▸ LISTING

|---|

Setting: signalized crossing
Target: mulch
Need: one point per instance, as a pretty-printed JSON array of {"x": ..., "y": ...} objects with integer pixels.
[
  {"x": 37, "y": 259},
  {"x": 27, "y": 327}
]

|---|

▸ PROBLEM
Can you quote the whole listing above verbatim, line for line?

▸ ANSWER TO THE TASK
Setting: signalized crossing
Target: mulch
Need: one point per instance, as a pretty-printed JSON array of {"x": ..., "y": ...} objects with integer pixels.
[
  {"x": 37, "y": 259},
  {"x": 27, "y": 327}
]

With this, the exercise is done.